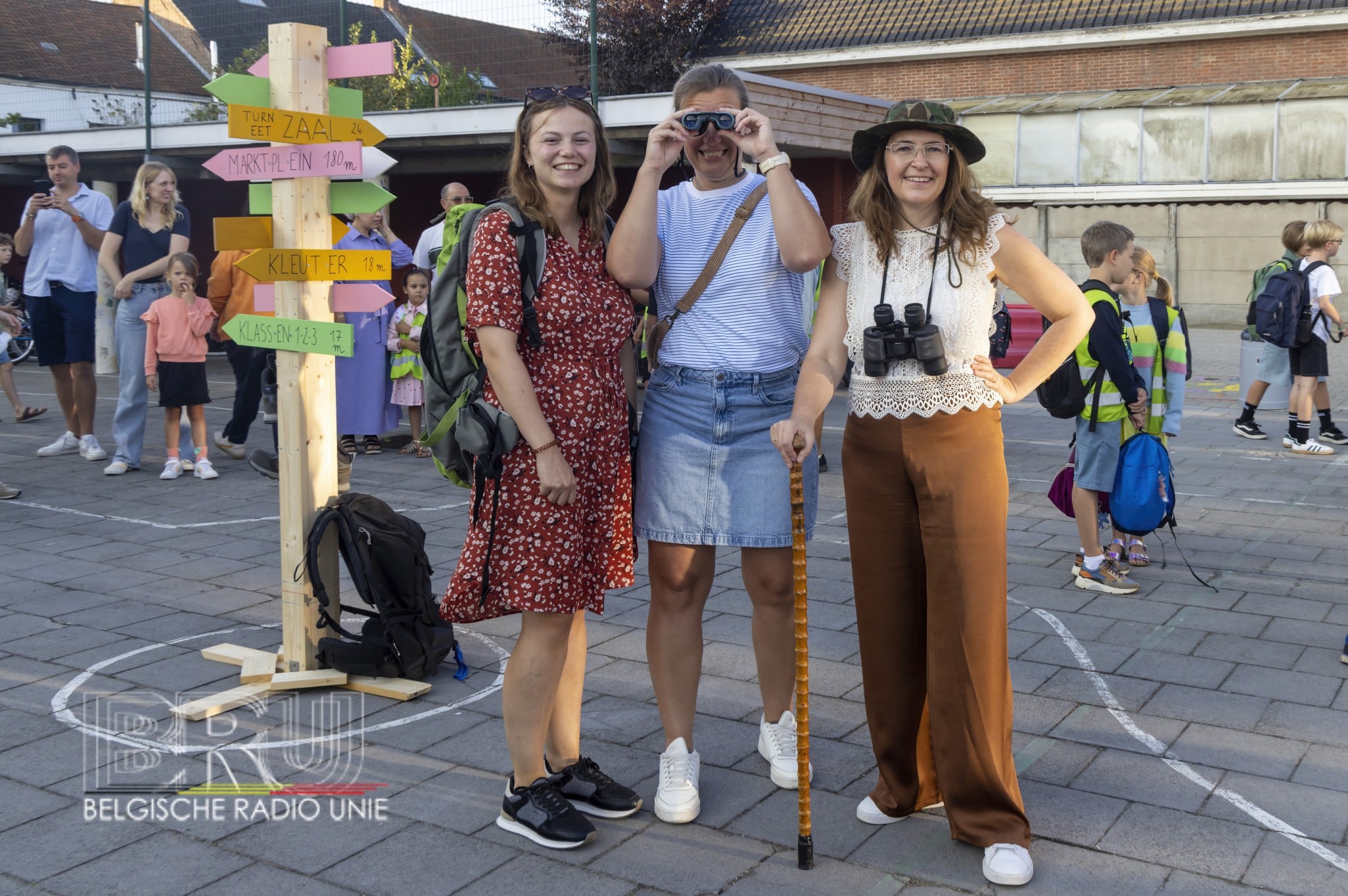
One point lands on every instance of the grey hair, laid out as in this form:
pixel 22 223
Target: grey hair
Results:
pixel 705 78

::::

Arrange the lines above as a Markdown table with two columns, Row and Line, numbering each line in order and skipping blank ones. Leave out the pictures.

| Row | Line |
|---|---|
| 1 | One point lands on every instance of the grey hair, laid out as in this form: |
| 2 | pixel 22 223 |
| 3 | Target: grey hair |
| 4 | Results: |
| 5 | pixel 705 78 |